• _Data_

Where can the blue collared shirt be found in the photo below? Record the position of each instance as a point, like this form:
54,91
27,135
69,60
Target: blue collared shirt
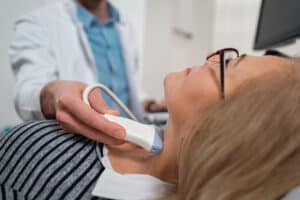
105,43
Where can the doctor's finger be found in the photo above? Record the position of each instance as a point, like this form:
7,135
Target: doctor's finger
91,118
97,102
72,125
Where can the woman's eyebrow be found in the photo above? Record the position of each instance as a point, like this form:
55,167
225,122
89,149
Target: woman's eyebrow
239,59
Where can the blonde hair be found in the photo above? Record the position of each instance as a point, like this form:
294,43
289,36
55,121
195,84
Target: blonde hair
248,146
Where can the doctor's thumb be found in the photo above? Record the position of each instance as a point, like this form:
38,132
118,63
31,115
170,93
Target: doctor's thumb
97,102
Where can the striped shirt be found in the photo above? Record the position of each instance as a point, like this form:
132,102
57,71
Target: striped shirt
38,160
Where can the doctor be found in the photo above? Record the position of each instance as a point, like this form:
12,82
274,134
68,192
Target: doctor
60,49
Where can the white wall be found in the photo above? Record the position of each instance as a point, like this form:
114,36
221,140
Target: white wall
135,10
166,51
9,11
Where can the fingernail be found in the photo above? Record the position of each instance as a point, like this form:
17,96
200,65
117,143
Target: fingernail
119,134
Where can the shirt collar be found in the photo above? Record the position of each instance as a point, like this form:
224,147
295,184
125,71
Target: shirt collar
87,18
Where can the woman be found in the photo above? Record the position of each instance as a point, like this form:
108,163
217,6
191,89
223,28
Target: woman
39,161
248,146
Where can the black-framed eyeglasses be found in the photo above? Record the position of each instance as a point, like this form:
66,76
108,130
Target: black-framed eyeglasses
226,55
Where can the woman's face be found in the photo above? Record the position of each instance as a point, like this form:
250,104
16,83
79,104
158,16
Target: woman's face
196,88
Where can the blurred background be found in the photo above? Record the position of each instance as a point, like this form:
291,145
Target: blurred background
172,35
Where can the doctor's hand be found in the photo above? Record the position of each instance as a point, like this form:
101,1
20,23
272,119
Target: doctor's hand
62,100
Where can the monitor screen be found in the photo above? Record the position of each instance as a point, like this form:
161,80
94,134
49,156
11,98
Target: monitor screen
279,22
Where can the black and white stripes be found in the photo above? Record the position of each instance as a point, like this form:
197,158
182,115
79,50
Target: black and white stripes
39,161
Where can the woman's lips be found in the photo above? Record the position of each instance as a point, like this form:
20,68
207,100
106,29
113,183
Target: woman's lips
188,71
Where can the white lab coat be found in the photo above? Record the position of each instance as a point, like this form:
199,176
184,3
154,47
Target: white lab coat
51,44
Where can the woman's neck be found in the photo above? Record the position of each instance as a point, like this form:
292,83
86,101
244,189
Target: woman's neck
98,7
131,159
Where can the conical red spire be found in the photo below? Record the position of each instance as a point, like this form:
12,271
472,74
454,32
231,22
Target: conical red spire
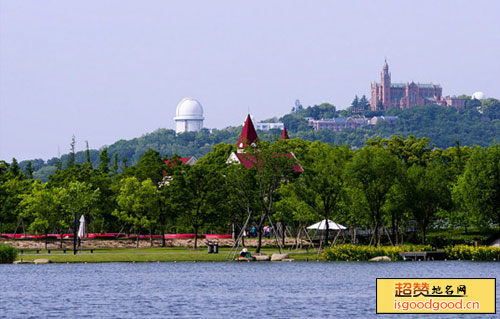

• _What to produce_
Give the lines of the records, from the line containing "Where can the conical" through the end of the records, both ends included, as a Markdown table with the columns Row and Line. Leave out blank lines and pictures.

• _Solution_
| Row | Line |
|---|---|
| 1 | Where can the conical red spire be found in the photo below? Record the position of each instance as a point, like this form: |
| 2 | 12,271 |
| 3 | 472,74 |
| 4 | 454,32 |
| 5 | 231,22 |
| 6 | Target: conical red spire |